------ Record excerpts

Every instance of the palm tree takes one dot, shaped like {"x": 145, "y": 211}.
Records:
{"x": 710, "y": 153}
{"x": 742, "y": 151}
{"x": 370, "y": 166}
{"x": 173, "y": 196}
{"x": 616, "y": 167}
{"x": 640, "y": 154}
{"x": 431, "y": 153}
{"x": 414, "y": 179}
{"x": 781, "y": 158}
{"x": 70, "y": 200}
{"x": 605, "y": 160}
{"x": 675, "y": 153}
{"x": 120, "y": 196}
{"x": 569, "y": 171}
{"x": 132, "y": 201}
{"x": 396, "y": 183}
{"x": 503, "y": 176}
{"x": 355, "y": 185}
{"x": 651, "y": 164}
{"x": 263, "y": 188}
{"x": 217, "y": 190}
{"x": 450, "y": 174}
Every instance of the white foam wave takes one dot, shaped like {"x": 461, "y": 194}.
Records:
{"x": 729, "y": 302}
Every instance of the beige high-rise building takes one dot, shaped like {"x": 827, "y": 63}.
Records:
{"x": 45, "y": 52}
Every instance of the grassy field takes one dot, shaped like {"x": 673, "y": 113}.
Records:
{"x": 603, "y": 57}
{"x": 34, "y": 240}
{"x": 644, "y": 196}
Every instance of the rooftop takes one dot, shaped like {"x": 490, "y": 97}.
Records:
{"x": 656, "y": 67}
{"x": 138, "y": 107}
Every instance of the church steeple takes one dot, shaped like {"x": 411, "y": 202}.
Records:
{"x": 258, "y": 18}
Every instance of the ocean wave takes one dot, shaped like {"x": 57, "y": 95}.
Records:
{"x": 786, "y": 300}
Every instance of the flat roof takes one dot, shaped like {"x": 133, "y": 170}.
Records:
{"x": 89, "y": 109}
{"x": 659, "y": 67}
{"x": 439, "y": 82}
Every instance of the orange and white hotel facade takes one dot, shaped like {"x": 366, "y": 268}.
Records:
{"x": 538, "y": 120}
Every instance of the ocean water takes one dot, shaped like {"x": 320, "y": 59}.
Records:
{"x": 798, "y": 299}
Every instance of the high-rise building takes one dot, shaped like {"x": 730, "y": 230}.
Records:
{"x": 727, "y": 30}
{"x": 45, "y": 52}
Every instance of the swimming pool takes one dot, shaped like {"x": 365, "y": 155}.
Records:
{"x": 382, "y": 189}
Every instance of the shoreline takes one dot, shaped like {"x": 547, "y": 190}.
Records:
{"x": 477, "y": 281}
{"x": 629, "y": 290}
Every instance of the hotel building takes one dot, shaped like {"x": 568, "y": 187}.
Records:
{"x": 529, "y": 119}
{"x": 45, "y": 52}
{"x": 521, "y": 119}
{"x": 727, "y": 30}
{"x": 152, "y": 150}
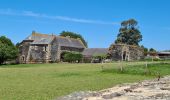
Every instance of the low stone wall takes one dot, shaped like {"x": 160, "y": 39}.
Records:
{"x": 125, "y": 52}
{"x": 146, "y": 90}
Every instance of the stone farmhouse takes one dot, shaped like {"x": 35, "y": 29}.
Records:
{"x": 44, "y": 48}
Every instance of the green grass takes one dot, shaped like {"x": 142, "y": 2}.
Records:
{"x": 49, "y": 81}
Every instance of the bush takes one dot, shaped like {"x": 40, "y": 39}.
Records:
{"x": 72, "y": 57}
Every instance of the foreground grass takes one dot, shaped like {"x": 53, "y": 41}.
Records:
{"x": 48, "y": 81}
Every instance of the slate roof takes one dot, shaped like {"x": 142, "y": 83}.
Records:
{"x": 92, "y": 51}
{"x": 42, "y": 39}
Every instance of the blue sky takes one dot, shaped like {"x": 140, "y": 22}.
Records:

------------

Problem requirements
Give back the records above exactly, limited to the lines between the one holding "Every instance of the church" and the one holding "Every instance of the swimming", inclusive.

Solution to this exercise
Every instance of the church steeple takes one dot, shaped like {"x": 411, "y": 202}.
Records:
{"x": 258, "y": 18}
Every instance of the ocean wave takes one dot, shaped like {"x": 57, "y": 95}.
Records:
{"x": 786, "y": 300}
Every instance of the flat roof takes one dot, shaped like {"x": 133, "y": 170}.
Records:
{"x": 89, "y": 109}
{"x": 659, "y": 67}
{"x": 439, "y": 82}
Every instance of the orange and white hotel facade takes one dot, shaped like {"x": 366, "y": 268}.
Records:
{"x": 538, "y": 120}
Every instance of the ocean water takes one dot, shaped like {"x": 320, "y": 59}.
Records:
{"x": 798, "y": 299}
Every instance of the high-rise building takes one dot, shaped like {"x": 730, "y": 230}.
Records:
{"x": 727, "y": 30}
{"x": 45, "y": 52}
Every instance of the swimming pool takes one dot, shaped like {"x": 365, "y": 155}.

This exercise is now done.